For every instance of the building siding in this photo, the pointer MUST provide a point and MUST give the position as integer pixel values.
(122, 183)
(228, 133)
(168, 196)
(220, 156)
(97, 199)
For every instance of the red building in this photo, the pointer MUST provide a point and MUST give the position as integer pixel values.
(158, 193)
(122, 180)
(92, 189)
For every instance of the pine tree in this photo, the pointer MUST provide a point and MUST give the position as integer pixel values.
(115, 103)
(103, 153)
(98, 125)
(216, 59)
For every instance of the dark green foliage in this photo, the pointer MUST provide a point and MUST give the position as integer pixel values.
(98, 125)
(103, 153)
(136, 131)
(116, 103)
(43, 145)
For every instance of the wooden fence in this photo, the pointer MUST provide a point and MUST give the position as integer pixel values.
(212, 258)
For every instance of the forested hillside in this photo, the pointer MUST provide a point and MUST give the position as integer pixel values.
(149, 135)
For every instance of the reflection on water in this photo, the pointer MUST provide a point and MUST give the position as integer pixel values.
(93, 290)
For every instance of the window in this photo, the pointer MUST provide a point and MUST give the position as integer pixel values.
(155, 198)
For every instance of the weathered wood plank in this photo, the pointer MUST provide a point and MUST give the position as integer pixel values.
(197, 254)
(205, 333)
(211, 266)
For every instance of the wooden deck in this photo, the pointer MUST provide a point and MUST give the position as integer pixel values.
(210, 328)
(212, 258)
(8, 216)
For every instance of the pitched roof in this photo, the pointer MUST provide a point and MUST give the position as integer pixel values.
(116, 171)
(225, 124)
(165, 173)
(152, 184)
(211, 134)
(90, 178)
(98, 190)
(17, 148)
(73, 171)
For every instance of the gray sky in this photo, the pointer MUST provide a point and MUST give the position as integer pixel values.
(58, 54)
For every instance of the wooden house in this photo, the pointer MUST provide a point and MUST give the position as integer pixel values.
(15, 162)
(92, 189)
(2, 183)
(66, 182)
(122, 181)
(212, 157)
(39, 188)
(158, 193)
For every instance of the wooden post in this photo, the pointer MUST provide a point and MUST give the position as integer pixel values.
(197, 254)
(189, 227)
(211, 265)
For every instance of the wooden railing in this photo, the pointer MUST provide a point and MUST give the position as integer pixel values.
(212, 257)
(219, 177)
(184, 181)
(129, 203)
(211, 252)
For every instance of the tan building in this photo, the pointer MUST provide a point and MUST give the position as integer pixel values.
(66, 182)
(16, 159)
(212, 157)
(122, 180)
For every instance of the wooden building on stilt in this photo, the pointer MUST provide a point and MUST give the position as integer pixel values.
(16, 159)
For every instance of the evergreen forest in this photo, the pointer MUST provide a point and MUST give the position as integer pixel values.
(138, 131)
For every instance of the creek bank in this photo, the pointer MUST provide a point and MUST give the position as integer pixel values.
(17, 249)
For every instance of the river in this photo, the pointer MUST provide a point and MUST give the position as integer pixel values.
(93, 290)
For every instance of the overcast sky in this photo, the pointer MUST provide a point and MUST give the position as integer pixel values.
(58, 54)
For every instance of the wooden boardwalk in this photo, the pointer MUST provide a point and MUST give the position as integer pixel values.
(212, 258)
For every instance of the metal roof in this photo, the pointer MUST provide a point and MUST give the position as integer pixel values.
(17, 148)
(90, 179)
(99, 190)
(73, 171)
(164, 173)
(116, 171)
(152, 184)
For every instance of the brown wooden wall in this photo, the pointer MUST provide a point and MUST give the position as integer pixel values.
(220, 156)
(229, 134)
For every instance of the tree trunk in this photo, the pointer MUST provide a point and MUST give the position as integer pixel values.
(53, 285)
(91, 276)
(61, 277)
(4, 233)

...

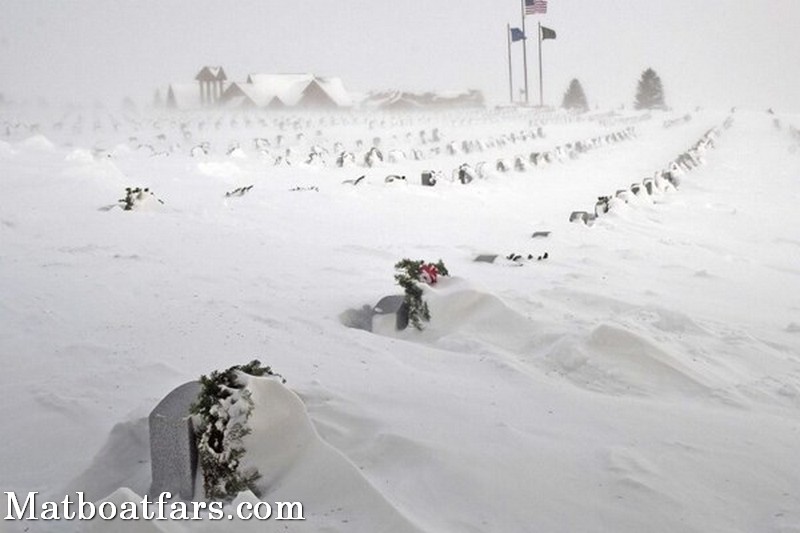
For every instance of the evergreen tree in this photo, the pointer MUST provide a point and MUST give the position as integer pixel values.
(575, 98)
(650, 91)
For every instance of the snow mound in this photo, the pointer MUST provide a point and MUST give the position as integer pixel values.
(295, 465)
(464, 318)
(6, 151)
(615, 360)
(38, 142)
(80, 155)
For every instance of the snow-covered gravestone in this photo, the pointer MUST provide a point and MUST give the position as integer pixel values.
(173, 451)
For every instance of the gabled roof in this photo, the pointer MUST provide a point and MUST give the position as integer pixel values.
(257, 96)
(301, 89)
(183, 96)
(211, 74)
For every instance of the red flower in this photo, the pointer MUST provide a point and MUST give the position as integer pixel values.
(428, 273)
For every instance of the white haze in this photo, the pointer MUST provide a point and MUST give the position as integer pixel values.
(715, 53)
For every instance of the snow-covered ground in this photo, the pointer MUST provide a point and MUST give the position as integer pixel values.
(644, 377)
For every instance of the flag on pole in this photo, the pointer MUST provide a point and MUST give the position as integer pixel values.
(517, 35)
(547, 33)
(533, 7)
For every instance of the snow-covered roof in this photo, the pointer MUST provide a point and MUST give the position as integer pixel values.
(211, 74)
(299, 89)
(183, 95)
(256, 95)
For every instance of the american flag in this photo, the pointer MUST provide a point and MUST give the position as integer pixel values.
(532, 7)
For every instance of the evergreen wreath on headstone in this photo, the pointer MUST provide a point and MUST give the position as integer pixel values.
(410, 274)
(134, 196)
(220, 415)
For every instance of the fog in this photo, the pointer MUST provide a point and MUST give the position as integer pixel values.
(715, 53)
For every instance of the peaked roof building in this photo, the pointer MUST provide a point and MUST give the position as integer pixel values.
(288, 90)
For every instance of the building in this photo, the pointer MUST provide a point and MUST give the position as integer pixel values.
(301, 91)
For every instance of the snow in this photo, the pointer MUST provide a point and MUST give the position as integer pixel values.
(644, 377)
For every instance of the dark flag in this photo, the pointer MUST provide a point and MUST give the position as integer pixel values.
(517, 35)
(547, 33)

...

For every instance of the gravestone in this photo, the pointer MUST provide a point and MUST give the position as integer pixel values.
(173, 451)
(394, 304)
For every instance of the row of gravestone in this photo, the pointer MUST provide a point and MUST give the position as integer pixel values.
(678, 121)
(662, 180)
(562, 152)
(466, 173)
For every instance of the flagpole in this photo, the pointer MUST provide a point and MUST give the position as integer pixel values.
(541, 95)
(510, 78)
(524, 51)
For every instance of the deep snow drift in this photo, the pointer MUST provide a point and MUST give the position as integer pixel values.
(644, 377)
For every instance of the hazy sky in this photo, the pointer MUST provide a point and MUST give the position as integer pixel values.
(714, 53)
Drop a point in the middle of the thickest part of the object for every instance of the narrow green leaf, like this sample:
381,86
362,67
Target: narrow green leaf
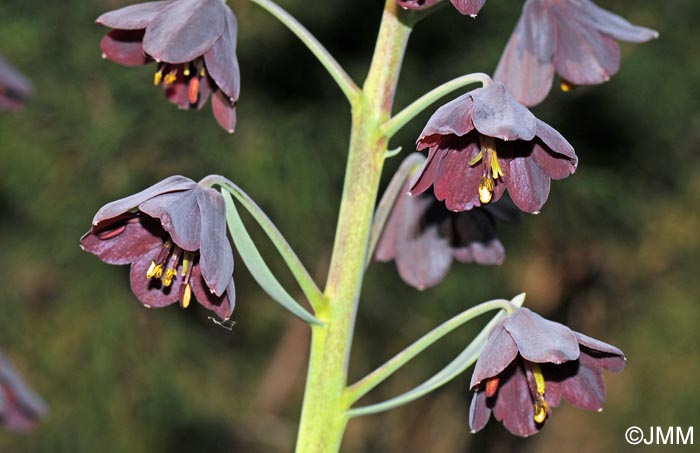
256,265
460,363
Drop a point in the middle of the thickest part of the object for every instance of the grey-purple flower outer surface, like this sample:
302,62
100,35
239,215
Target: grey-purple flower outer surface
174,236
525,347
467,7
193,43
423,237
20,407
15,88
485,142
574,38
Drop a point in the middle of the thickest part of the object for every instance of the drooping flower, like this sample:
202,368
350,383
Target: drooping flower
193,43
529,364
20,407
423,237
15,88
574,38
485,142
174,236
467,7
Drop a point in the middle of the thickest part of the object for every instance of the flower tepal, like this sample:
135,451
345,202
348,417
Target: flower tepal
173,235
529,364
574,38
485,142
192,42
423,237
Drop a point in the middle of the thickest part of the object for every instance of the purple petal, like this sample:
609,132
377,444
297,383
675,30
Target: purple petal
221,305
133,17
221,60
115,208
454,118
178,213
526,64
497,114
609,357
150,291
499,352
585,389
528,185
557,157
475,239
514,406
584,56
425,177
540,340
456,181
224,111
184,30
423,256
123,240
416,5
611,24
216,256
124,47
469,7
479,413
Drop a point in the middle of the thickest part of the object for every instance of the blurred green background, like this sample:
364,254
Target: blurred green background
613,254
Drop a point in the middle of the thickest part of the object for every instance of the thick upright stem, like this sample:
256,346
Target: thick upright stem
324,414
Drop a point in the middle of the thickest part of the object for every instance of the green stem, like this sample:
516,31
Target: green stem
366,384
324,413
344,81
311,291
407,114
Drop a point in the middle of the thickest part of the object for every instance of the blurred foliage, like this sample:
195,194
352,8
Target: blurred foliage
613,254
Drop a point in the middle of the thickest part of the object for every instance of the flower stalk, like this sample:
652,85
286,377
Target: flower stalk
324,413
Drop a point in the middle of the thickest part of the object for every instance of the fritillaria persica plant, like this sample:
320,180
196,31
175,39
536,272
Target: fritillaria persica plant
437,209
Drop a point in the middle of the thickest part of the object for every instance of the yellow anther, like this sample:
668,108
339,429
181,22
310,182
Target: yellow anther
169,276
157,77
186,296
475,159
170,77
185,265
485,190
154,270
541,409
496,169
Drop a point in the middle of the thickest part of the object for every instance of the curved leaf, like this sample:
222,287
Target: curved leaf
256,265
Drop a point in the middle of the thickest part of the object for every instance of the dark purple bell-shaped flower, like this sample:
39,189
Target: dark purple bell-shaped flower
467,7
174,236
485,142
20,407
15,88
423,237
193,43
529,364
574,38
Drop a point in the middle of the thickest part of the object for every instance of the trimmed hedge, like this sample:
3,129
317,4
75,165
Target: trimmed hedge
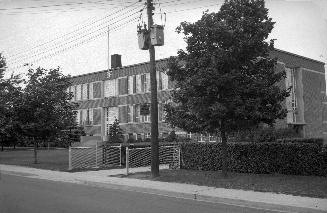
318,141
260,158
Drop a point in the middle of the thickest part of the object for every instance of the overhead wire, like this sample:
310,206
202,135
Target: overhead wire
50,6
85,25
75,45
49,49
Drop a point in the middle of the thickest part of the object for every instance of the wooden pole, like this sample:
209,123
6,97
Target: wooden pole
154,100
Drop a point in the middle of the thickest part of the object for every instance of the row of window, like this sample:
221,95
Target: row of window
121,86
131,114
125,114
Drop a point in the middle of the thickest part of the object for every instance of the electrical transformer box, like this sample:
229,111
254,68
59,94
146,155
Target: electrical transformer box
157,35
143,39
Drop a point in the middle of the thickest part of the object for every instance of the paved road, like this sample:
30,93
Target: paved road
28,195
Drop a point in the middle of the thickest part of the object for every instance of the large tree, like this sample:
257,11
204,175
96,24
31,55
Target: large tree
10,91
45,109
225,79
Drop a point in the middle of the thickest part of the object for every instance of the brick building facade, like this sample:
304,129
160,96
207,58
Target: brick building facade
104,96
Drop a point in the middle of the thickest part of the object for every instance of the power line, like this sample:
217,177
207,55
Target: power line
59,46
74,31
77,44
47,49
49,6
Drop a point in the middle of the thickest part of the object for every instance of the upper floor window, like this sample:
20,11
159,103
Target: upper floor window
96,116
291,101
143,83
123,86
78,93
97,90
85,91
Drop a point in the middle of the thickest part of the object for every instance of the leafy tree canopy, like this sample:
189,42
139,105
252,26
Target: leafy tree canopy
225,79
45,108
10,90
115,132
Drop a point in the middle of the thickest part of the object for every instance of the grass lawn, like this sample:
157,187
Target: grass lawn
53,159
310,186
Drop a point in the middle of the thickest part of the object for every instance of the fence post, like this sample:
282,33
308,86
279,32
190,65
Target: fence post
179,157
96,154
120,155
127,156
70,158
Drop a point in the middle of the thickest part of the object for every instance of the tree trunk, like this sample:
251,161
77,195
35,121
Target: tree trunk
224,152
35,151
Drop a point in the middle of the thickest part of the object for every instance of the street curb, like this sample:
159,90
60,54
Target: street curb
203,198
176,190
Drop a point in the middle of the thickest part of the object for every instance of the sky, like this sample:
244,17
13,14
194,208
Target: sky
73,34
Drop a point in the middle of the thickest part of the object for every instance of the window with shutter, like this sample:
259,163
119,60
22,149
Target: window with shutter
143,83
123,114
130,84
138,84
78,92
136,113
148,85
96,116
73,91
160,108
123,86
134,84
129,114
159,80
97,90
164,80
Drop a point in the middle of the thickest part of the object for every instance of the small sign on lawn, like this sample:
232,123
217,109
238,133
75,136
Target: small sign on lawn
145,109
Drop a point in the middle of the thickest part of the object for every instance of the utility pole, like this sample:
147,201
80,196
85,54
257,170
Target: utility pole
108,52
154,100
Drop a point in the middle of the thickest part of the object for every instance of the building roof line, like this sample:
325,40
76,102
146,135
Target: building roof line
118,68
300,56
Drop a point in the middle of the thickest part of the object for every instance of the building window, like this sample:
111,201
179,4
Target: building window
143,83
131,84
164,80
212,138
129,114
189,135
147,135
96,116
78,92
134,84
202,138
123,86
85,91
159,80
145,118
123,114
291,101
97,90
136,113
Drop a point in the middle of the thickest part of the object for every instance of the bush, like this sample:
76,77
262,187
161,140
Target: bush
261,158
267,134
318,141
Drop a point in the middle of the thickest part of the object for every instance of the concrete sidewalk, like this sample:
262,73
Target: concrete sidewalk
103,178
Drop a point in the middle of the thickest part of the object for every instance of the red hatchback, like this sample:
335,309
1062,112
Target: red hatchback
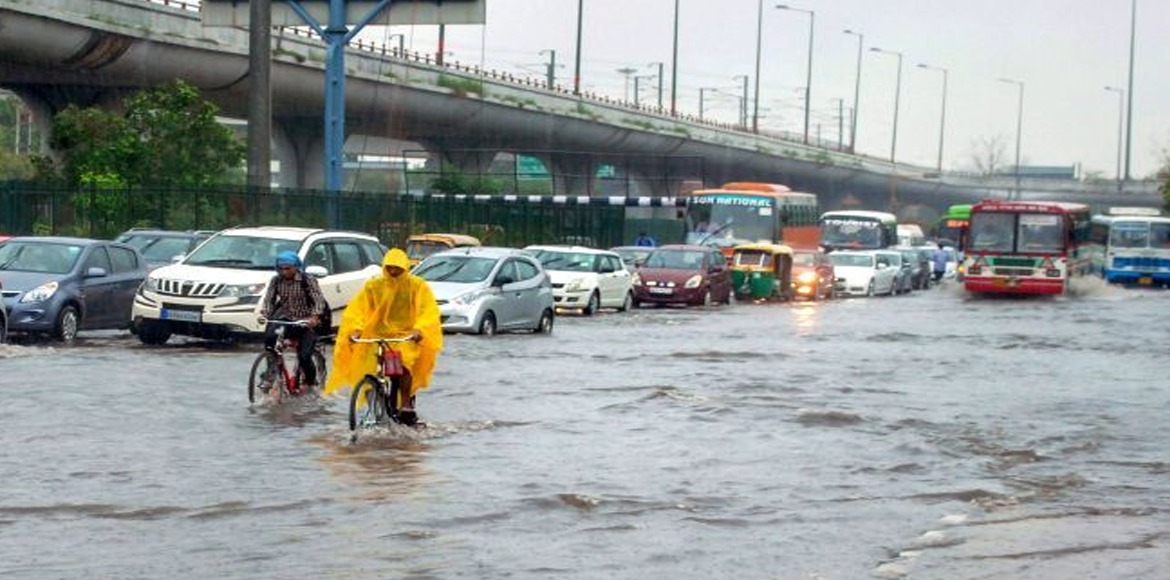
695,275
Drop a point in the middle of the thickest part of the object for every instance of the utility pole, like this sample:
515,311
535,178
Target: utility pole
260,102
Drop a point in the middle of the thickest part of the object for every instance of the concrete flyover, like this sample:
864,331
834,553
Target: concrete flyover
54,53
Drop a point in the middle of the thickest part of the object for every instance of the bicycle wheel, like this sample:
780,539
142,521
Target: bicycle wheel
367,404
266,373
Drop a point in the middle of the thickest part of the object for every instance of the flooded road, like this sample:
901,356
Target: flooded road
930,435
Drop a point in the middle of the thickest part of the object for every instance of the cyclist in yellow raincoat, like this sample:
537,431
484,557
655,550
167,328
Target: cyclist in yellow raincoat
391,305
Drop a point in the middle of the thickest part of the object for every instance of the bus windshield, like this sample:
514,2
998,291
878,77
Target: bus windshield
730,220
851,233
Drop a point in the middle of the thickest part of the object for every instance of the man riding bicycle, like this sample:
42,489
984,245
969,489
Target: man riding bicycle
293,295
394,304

- [Written instruction]:
Return every line in the data above that contains the word "windshield".

- [Answer]:
Drop a point in the middle of the thickest part of the object for every instance of the bus windshield, like this sample:
Target: bus windshield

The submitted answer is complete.